Go to the line holding "Practice step: label each instance of the grey" in the entries below and write out exactly every line down to and including the line holding "Practice step: label each instance of the window".

◆ ◆ ◆

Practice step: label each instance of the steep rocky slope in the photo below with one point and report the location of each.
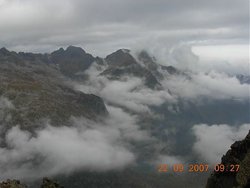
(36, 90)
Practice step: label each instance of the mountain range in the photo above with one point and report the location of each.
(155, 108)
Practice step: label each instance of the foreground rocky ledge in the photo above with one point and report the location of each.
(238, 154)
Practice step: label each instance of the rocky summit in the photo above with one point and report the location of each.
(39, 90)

◆ ◆ ◆

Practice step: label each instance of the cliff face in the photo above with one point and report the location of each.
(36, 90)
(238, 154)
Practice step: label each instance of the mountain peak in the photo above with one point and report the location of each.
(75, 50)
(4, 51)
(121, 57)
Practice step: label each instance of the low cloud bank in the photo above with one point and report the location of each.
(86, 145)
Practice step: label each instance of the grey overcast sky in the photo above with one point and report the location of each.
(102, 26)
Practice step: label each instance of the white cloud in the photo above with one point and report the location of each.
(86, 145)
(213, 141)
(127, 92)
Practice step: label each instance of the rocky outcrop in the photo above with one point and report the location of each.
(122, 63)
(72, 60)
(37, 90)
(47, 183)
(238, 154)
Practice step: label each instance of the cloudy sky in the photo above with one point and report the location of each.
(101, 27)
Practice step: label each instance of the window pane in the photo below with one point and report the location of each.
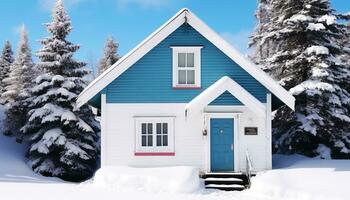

◆ ◆ ◆

▸ RESULT OF THE EXERCISE:
Practice step: label each instance of the grey overcast sky in the photo above with one point and report the location of each.
(102, 26)
Practice step: label each instance of the white cloud in the photo above with one point and report the location of each.
(86, 145)
(213, 141)
(127, 92)
Practice step: label each instance of the rocky outcrop in the photo above with one point and report the location of each.
(122, 63)
(72, 60)
(37, 90)
(47, 183)
(238, 154)
Practice step: label each instance of the cloudy sky in the photo above with one point and report the location of each.
(101, 27)
Practice step: label each instance of the window pane in the photo below with one point and report the location of each.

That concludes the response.